Exercise requirements:
Continue the worked set-complement solution below from the point where it stops, before the records.

Excerpted passage:
—————
Answers:

(i) 

LHS,

A ∪ B = {x: x ∈ A or x ∈ B}

A ∪ B = {2, 3, 5, 7, 9}

(A∪B)’ = Complement of (A∪B) with U.

(A∪B)’ = U – (A∪B)’

U – (A∪B)’ = {x ∈ U: x ∉ (A∪B)’}

U = {2, 3, 5, 7, 9}

(A∪B)’ = {2, 3, 5, 7, 9}

U – (A∪B)’ = ϕ

RHS,

A’ = Complement of A with U.

A’ = U – A

(U – A) = {x ∈ U: x ∉ A}

U = {2, 3, 5, 7, 9}

A = {3, 7}

A’ = U – A

A’ = {2, 5, 9}

B’ = Complement of B with  U.

B’ = U – B

(U – B) = {x ∈ U: x ∉ B}

U = {2, 3, 5, 7, 9}

B = {2, 5, 7, 9}

B’ = U – B = {3}

A’ ∩ B’ = {x: x ∈ A’ and x ∈ C’}.

A’ ∩ B’ = ϕ

∴ LHS = RHS

Thus, verified.

(ii) 

LHS,

(A ∩ B) = {x: x ∈ A and x ∈ B}.

(A ∩ B) = {7}

(A∩B)’ = Complement of (A ∩ B) with U.

(A∩B)’ = U – (A ∩ B)
—————
Given records:
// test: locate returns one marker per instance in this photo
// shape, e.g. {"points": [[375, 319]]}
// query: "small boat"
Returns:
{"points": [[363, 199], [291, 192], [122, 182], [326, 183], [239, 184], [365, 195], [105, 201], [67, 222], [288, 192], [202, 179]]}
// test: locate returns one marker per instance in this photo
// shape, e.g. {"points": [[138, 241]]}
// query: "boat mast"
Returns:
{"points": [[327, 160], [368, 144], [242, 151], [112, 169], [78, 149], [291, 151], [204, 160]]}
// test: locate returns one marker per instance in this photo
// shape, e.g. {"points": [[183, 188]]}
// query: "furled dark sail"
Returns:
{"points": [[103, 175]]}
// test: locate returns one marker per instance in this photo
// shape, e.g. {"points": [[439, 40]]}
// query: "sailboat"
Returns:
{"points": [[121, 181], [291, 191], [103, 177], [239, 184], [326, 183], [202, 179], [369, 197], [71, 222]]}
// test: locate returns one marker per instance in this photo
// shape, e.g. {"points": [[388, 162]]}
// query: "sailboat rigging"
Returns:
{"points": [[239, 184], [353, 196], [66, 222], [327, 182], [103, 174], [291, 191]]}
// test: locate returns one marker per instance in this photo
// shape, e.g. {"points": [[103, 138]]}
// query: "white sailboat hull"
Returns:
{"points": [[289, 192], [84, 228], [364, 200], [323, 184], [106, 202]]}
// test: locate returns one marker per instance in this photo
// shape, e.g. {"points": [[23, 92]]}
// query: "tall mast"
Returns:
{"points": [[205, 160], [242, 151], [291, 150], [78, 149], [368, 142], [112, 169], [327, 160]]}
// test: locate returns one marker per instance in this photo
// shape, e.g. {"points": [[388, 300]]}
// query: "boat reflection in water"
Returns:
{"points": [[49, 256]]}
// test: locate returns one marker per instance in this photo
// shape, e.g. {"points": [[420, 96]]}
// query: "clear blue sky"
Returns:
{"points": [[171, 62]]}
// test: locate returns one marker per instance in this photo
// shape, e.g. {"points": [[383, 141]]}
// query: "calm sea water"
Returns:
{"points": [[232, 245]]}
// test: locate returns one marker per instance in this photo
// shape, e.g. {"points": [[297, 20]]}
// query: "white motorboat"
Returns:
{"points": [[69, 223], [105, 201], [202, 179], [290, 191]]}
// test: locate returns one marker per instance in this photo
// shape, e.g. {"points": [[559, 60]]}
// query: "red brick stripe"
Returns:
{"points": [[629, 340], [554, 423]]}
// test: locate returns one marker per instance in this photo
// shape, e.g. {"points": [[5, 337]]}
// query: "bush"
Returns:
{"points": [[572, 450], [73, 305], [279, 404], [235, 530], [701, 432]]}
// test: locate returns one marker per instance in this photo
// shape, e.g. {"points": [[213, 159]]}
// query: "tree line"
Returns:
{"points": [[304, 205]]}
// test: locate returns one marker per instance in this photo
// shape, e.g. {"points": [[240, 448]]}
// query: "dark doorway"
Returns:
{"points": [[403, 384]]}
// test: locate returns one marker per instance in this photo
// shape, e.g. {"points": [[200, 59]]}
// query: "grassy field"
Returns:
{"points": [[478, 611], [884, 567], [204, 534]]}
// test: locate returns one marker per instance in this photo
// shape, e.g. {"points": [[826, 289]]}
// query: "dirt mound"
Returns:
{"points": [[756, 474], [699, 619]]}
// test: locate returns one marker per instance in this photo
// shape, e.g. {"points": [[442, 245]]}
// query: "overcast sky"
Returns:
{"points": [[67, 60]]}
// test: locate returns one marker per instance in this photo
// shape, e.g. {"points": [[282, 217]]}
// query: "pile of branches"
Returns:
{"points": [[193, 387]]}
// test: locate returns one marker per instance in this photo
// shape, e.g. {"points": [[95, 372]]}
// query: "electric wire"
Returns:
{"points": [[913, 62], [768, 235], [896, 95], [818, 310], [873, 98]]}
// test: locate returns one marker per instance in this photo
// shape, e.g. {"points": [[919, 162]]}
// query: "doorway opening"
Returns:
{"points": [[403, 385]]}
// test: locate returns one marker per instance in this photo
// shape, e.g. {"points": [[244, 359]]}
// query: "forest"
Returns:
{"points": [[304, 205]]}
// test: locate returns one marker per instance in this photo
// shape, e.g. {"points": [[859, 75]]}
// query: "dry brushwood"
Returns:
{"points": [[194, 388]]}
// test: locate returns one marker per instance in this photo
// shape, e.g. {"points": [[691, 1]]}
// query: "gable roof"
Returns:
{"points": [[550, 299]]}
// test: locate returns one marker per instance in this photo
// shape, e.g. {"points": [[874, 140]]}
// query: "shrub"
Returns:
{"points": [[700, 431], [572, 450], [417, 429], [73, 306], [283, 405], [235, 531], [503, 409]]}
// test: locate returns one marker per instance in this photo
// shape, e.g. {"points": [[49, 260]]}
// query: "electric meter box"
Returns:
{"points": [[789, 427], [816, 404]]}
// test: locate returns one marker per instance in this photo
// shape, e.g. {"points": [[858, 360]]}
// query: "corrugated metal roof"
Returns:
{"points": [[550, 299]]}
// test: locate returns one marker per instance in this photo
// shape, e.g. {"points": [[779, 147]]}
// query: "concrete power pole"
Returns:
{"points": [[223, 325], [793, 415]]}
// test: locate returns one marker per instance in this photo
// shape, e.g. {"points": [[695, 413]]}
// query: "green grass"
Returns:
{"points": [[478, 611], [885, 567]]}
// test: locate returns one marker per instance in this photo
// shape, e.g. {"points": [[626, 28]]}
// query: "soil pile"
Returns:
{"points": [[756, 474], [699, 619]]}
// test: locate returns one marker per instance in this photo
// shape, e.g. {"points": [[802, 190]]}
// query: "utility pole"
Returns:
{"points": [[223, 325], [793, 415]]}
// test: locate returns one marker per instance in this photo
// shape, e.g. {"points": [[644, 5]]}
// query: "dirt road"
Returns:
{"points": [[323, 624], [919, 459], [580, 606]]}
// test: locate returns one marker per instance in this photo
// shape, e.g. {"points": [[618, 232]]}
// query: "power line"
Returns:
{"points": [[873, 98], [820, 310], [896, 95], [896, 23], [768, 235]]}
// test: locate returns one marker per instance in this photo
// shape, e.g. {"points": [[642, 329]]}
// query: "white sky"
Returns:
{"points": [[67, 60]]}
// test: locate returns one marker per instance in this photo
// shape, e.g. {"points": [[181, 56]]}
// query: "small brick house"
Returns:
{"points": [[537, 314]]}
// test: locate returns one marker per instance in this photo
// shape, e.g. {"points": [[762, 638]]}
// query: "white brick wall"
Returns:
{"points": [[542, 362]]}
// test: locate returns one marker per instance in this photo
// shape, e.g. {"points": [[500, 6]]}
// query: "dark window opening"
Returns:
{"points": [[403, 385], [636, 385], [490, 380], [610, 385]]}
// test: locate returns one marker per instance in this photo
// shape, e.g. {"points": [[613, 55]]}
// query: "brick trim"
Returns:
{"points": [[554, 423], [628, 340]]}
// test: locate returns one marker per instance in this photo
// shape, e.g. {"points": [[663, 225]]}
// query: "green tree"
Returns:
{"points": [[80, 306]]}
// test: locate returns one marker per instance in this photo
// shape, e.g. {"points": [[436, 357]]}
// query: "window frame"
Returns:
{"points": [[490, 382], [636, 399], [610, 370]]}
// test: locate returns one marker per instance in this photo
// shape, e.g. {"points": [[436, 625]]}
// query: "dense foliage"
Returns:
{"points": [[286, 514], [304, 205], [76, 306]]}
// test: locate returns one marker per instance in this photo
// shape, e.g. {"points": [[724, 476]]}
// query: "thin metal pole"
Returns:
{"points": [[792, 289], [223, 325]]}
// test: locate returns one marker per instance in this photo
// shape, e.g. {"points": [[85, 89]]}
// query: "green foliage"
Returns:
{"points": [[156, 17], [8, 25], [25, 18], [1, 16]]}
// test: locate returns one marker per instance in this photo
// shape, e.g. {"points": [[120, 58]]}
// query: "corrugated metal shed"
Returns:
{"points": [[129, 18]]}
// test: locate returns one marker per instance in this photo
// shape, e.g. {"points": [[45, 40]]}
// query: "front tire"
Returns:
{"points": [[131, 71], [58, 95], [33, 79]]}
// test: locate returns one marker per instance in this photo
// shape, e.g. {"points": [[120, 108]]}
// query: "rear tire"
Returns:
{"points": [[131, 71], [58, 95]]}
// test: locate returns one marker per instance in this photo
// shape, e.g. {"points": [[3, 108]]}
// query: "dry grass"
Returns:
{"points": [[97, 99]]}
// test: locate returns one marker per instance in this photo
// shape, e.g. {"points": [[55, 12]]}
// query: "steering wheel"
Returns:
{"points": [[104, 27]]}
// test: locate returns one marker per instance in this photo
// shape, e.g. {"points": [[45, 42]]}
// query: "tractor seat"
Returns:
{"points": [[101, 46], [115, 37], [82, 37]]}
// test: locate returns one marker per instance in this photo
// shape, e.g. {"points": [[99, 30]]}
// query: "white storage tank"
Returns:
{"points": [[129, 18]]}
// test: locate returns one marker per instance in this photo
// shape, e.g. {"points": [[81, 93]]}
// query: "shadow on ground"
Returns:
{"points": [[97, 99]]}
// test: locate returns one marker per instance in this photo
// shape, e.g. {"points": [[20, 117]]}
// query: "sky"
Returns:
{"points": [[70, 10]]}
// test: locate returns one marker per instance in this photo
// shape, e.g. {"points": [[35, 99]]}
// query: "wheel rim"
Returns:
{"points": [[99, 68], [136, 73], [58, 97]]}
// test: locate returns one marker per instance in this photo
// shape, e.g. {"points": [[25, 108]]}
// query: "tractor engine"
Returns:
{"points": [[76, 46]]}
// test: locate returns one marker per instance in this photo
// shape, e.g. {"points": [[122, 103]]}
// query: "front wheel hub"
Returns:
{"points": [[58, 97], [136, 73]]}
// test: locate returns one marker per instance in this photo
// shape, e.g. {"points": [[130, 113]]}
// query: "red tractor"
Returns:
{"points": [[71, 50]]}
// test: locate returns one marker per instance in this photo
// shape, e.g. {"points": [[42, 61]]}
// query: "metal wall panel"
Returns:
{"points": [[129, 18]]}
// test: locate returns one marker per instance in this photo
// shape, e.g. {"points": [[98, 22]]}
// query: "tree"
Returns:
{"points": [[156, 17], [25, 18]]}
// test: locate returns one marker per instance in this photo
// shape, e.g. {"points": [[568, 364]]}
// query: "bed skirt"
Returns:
—————
Exercise response:
U – (A ∩ B) = {x ∈ U: x ∉ (A ∩ B)’}

U = {2, 3, 5, 7, 9}

(A ∩ B) = {7}

U – (A ∩ B) = {2, 3, 5, 9}

(A ∩ B)’ = {2, 3, 5, 9}

RHS,

A’ = Complement of A with U.

A’ = U – A

(U – A) = {x ∈ U: x ∉ A}

U = {2, 3, 5, 7, 9}

A = {3, 7}

A’ = U – A

A’ = {2, 5, 9}

B’ = Complement of B with U.

B’ = U – B

(U – B) = {x ∈ U: x ∉ B}

U = {2, 3, 5, 7, 9}

B = {2, 5, 7, 9}

B’ = U – B = {3}

A’ ∪ B’ = {x: x ∈ A or x ∈ B}

A’ ∪ B’ = {2, 3, 5, 9}

∴ LHS = RHS

Thus, verified.